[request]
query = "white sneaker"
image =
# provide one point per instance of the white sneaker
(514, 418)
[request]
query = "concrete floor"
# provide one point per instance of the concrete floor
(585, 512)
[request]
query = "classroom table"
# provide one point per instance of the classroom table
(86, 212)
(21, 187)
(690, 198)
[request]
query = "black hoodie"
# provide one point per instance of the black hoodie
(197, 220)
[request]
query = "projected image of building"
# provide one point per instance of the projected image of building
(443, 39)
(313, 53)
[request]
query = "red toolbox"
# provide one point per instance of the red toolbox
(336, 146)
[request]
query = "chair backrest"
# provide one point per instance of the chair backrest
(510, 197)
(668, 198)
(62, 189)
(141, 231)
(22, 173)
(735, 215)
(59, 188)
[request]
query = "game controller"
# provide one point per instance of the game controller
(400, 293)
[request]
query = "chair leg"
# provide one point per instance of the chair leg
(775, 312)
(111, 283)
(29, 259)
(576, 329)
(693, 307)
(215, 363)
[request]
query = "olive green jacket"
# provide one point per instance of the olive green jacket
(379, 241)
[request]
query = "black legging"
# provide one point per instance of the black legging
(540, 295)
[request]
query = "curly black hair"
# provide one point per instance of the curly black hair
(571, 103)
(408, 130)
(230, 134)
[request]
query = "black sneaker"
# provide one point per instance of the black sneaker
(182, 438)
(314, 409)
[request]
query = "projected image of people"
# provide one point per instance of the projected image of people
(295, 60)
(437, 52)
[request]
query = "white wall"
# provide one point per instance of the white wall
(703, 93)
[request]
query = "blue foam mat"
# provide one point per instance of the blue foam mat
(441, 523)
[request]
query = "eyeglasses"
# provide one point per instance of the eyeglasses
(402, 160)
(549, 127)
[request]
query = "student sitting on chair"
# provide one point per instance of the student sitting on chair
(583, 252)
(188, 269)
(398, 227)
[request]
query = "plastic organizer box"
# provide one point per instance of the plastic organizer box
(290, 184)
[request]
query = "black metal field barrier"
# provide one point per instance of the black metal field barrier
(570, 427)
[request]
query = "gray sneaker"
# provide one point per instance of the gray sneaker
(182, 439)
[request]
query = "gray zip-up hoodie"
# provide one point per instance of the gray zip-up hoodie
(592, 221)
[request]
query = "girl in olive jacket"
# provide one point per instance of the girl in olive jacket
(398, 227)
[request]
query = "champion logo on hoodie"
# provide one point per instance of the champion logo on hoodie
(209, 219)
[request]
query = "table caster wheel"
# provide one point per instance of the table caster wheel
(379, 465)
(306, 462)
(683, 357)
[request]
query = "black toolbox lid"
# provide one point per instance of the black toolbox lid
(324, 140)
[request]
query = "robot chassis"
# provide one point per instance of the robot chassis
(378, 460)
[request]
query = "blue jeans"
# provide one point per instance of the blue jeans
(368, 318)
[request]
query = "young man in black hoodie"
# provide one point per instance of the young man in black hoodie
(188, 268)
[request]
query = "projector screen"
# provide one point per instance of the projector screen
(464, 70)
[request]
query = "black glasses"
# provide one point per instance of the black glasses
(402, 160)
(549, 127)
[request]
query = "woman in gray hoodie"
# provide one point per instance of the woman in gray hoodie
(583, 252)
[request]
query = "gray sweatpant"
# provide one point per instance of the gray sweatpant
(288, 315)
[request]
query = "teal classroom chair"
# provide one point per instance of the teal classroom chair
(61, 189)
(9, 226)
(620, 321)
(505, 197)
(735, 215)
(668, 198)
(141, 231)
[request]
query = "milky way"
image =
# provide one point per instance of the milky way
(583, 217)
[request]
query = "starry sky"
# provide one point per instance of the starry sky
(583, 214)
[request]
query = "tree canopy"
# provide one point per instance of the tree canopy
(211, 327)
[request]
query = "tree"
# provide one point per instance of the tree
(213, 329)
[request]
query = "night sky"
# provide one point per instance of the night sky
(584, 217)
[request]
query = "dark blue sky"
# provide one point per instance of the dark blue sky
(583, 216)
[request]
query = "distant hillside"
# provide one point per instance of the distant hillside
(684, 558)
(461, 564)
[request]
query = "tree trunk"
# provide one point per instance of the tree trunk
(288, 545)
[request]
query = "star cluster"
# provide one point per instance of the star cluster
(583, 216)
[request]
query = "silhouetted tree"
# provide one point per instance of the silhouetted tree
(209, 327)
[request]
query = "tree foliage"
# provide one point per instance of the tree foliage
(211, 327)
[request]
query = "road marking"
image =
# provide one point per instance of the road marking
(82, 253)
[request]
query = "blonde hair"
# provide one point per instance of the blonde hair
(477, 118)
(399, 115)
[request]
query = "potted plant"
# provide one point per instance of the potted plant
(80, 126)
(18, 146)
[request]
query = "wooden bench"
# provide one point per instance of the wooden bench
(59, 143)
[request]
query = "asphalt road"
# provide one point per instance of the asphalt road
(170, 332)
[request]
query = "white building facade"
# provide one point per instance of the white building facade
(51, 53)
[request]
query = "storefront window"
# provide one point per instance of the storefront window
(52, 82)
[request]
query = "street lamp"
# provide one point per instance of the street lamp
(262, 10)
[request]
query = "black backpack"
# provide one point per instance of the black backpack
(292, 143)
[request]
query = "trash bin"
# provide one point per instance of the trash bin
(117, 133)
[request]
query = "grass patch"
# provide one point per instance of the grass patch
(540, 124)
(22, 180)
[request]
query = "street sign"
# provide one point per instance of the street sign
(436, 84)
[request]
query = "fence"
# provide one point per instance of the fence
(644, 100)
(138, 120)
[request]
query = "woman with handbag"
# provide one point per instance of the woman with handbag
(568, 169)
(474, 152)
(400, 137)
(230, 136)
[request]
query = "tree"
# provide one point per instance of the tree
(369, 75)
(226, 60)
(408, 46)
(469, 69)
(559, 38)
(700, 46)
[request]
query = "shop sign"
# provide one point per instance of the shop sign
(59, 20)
++++++
Objective
Output each record exactly, leaving nothing out.

Response to this exercise
[request]
query = "white sneaker"
image =
# provide one point per instance of the white sneaker
(514, 418)
[request]
query = "concrete floor"
# provide one point per instance of the concrete floor
(585, 512)
[request]
query = "classroom table"
# provide one point per instance of the classroom table
(86, 212)
(21, 187)
(690, 198)
[request]
query = "black hoodie"
# provide one point per instance of the black hoodie
(197, 220)
[request]
query = "projected image of building"
# provide one point per instance of the projected image of building
(443, 39)
(313, 53)
[request]
query = "red toolbox"
# provide one point per instance of the red toolbox
(336, 146)
[request]
query = "chair backrest"
# provide one point per instance of the chair backrest
(510, 197)
(668, 198)
(62, 189)
(141, 231)
(22, 173)
(735, 215)
(59, 188)
[request]
query = "game controller"
# provide one point per instance of the game controller
(400, 293)
[request]
query = "chair leg"
# provide one point per instance of the chair leg
(775, 312)
(111, 283)
(29, 259)
(576, 329)
(693, 307)
(215, 363)
[request]
query = "olive green jacket"
# provide one point per instance of the olive green jacket
(379, 241)
[request]
query = "black legging"
# provide one point per instance of the black legging
(540, 295)
[request]
query = "curly black hair"
# provide one point per instance of the curly black hair
(571, 103)
(408, 130)
(230, 134)
[request]
query = "black sneaker"
# provide one point per instance of the black sneaker
(182, 438)
(314, 409)
[request]
query = "projected image of people"
# provide one point per instance of the projected image of people
(295, 60)
(437, 52)
[request]
query = "white wall"
# provide one point per instance of the white wall
(703, 93)
[request]
query = "blue foam mat"
# provide one point per instance of the blue foam mat
(441, 523)
[request]
query = "eyeglasses"
# provide one point per instance of the eyeglasses
(402, 160)
(549, 127)
[request]
query = "student sitting on chair"
# provide one point per instance of the student sitting on chair
(583, 252)
(188, 269)
(398, 227)
[request]
query = "plastic organizer box"
# provide one point per instance of the plastic organizer box
(290, 184)
[request]
query = "black metal field barrier"
# provide one point per instance of the black metal field barrier
(570, 427)
[request]
query = "gray sneaker"
# provide one point per instance of the gray sneaker
(182, 439)
[request]
query = "gray zip-up hoodie"
# provide one point per instance of the gray zip-up hoodie
(592, 221)
[request]
query = "girl in olive jacket"
# provide one point per instance of the girl in olive jacket
(398, 227)
[request]
query = "champion logo on hoodie"
# provide one point per instance of the champion logo on hoodie
(209, 219)
[request]
query = "table caster wheel"
# provide one point per instance of the table caster wheel
(379, 465)
(306, 462)
(683, 357)
[request]
query = "black toolbox lid"
# provide one point per instance of the black toolbox lid
(324, 140)
[request]
query = "robot chassis"
# provide one point per instance of the robot chassis
(378, 460)
[request]
query = "blue jeans"
# provide one point per instance of the blue jeans
(368, 318)
[request]
query = "young man in black hoodie"
# provide one point per instance of the young man in black hoodie
(188, 268)
[request]
query = "projector screen"
# provide one point per instance of the projector screen
(464, 70)
[request]
query = "black glasses"
# provide one point per instance of the black glasses
(402, 160)
(549, 127)
[request]
query = "woman in gray hoodie"
# provide one point per instance of the woman in gray hoodie
(583, 252)
[request]
query = "gray sweatpant"
# provide one point per instance of the gray sweatpant
(288, 315)
[request]
query = "teal classroom chair"
# provide one point per instance of the teal classroom chair
(61, 189)
(9, 226)
(620, 321)
(505, 197)
(735, 215)
(668, 198)
(141, 231)
[request]
query = "milky way"
image =
# provide one point per instance of the milky way
(583, 217)
[request]
query = "starry sky"
# provide one point per instance of the starry sky
(583, 214)
[request]
query = "tree canopy"
# provide one point per instance of the tree canopy
(211, 327)
[request]
query = "tree"
# provide one point per instance of the tree
(213, 329)
[request]
query = "night sky"
# provide one point per instance of the night sky
(584, 217)
[request]
query = "dark blue sky"
# provide one point per instance of the dark blue sky
(583, 216)
[request]
query = "distant hillside"
# provide one point per instance of the distant hillside
(684, 558)
(461, 564)
[request]
query = "tree trunk"
# provide one point per instance of the tree trunk
(288, 545)
[request]
query = "star cluster"
# provide one point per instance of the star cluster
(583, 216)
[request]
query = "silhouetted tree"
# provide one point per instance of the silhouetted tree
(209, 327)
[request]
query = "tree foliage"
# provide one point per instance of the tree foliage
(211, 327)
[request]
query = "road marking"
image =
# provide one point per instance of the road marking
(82, 253)
[request]
query = "blonde hair"
# provide one point per instance of the blonde hair
(477, 118)
(399, 115)
[request]
query = "potted plant"
# provide one point per instance of the potted plant
(80, 126)
(18, 146)
[request]
query = "wooden bench"
# provide one point per instance of the wooden bench
(59, 143)
[request]
query = "asphalt road"
# provide one point per instance of the asphalt road
(170, 332)
[request]
query = "white building facade"
# provide one point per instance of the white building facade
(51, 53)
[request]
query = "storefront window"
# provide one point per instance of the storefront window
(52, 82)
[request]
query = "street lamp"
# provide one point per instance of the street lamp
(262, 10)
[request]
query = "black backpack"
# provide one point per instance of the black backpack
(292, 143)
[request]
query = "trash bin"
# provide one point per instance of the trash bin
(117, 133)
[request]
query = "grass patch"
# provide one point per instance of the grass patch
(540, 124)
(22, 180)
[request]
query = "street sign"
# provide one point per instance of the street sign
(436, 84)
[request]
query = "fence"
# provide one point per instance of the fence
(644, 100)
(138, 120)
[request]
query = "woman with handbag"
# provide one point per instance of the woman with handbag
(568, 169)
(474, 152)
(400, 137)
(230, 136)
[request]
query = "tree"
# provide one point per instance of the tree
(369, 75)
(226, 60)
(408, 46)
(469, 69)
(559, 38)
(700, 46)
[request]
query = "shop sign"
# provide one point per instance of the shop sign
(59, 20)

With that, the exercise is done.